Problems
A) Answer these questions using the configuration store article:
(i) Which SeatGeek service implementation was the pattern used to improve?
(ii) What is named as the typical delivery mechanism for configuration data?
(iii) According to the job listing near the top, how many positions are open?
B) Resume the article on the distributed external configuration store pattern, starting right after its final sentence.

Source text
ChairNerd

Code, Design, and Growth at SeatGeek

Jobs at SeatGeek

We currently have more than 10 open positions.

Visit our Jobs page

The Distributed External Configuration Store Pattern Over SQL

In this article we’ll explore a pattern we used at SeatGeek to improve performance and resilience for our feature-flags service implementation and to reduce the amount of code needed on each application by externalizing the retrying, caching, and persisting responsibilities to another process. We decided to describe this pattern as we feel like it has several interesting use cases for runtime application configuration.

Runtime Configuration Management

A typical pattern for distributed applications is to externalize configuration into a centralized service other applications can pull data from. This pattern was termed the External Configuration Store pattern which can be summarized as follows

Move configuration information out of the application deployment package to
a centralized location. This can provide opportunities for easier management
and control of configuration data, and for sharing configuration data across
applications and application instances.

External Configuration Store

External Configuration in a Microservices world

One of the challenges of the external Configuration Store Pattern, when using for distributed applications using microservices, is the selection of the delivery mechanism. While the pattern page suggests using a backing store with acceptable performance, high availability and that can be backed up; it does not make any suggestions as to what that store might be and makes no reference at how applications can pull the configuration data at runtime.

A typical setup is to use HTTP as the delivery mechanism for the configuration data. Applications periodically poll the configuration store and optionally keep a local read cache to speed up reads in between requests. This is, for example, how the Envoy Proxy pulls configuration data from an external store to discover hosts it needs to route requests to:

Envoy Control Plane

Each proxy instance connects to one of the highly available configuration store servers and pulls the latest configuration data periodically. Even though this is a redundant and highly available setup, each envoy proxy instance still needs to deal with servers going away, timeouts, retries and the occasional slow response due to network latency. The configuration store also needs to be provisioned according to how many instances of Envoy proxy servers are pulling data and how frequently the data needs to be refreshed.

While all of those are known challenges and can be technically solved, the operational cost of running an external configuration store can be significant, especially if the data they serve is part of any critical code path.

Stored dataset items
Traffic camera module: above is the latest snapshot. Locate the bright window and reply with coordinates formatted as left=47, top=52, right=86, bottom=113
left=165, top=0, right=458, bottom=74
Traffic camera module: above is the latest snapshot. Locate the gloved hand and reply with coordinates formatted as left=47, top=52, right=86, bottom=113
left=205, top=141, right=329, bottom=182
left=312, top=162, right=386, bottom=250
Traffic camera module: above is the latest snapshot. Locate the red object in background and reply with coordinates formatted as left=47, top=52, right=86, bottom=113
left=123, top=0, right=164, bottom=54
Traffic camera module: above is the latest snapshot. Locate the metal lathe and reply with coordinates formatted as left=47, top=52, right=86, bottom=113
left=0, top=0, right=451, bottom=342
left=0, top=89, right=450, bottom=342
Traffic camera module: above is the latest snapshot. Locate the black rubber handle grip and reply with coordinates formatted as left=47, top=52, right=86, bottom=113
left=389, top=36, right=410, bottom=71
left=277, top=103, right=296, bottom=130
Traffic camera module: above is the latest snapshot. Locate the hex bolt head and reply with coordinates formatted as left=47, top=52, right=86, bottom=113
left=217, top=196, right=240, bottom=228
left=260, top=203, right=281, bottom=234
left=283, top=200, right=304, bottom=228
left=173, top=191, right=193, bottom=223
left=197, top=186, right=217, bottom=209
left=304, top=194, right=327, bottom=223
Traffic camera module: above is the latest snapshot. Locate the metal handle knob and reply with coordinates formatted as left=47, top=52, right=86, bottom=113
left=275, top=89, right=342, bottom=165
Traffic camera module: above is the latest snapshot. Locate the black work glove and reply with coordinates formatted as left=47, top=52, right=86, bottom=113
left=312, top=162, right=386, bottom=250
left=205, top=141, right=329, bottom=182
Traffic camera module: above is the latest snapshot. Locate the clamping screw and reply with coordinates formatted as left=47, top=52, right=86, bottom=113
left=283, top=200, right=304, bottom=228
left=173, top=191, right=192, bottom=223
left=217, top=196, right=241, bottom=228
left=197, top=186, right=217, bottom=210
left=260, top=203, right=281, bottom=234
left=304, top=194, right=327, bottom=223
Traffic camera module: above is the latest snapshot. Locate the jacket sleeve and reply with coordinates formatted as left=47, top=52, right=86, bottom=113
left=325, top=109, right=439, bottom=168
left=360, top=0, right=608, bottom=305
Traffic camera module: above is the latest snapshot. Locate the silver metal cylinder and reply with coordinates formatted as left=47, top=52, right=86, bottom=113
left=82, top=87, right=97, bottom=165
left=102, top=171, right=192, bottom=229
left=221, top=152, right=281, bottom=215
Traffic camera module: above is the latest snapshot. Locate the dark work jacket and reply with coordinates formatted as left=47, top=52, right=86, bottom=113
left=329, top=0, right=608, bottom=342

Answers by task
A)
(i) The feature-flags service implementation.
(ii) HTTP.
(iii) More than 10.

B)
When delivering configuration data over HTTP or similar transports such as gRPc or S3 to multiple applications written in different languages, we find an additional problem. Each application is responsible for implementing the retry, timeouts and caching strategies, with the almost inevitable outcome that the strategies eventually diverge.

The duplicated efforts and diverging implementations can also lead to increased costs and hidden bugs. For instance, let’s evaluate an open-source software for delivering feature toggles.

The Unleash HTTP server is a product implementing the external configuration store pattern, it serves feature toggles over an HTTP API that clients can consume locally.

Unleash Architecture

Unleash offers many official client implementations, mostly contributed by the community. Some of them periodically poll the API server, and some others use a read-through cache. Since it is easy to forget that networking errors are expected in distributed applications, most of those clients implement no retry strategies, potentially leaving applications with no configuration data.

While those problems can be attributed to programming errors that can be solved by making the clients more robust, the point remains that the external configuration store pattern presents the potential for diverging implementations in the same system and duplicated efforts.

Distributing Configuration Data over SQL

A technology that is pervasive among both old and modern applications, that has had decades of tuning and has robust clients for all languages used in the industry, is a Relational Database. Such characteristics make relational databases great candidates for storing, querying and delivering configuration data changes.

Querying relational databases is common knowledge for the majority of teams, and so are the techniques for making databases highly available, and dealing with errors. Many languages offer libraries implementing best practices for accessing data in relational databases in a safe and resilient way.

We can make an addition to the External Configuration Store pattern to expressly suggest delivering the configuration data via a relational database. The rest of the pattern remains the same, just that we add an extra piece to the architecture which copies the configuration data from the centralized store into many distributed applications.

CDoS

In this pattern, we introduce a worker service that copies a representation of the current configuration data into each application database and keeps the data up to date with changes from the centralized source.

Applications read directly from their local database using standard querying tools for their languages, which significantly simplifies the access pattern for configuration data. They also benefit from not having to implement additional authentication mechanisms or store other credentials for pulling configuration data from the centralized store. Moreover, they benefit from any efforts to make the application database highly available.

Finally, one of the main advantages of this pattern is improved resiliency. Since we have now mirrored the data on each application database, the source storage can be down for any arbitrary amount of time without affecting the availability of the latest known configuration data for each application.

This is especially true for applications being restarted or deployed while there is an external configuration source outage. Given that a popular technique is to request configuration data on application startup, we can guarantee that there is workable configuration data on startup even in the face of a configuration service outage.

Example

To illustrate this pattern, I’ll present a real use case of a feature toggles external storage system that we implemented at SeatGeek. In this specific case, we opted for using SQLite databases on host machines that are shared by all containers in the same host.

We kept the centralized storage and distributed a worker service to each server instances to subscribe for changes in the source data and write the changes in a normalized SQLite database in the local file system. All containers in the same host get the location for this SQLite database mounted as a volume that they can read as a local file.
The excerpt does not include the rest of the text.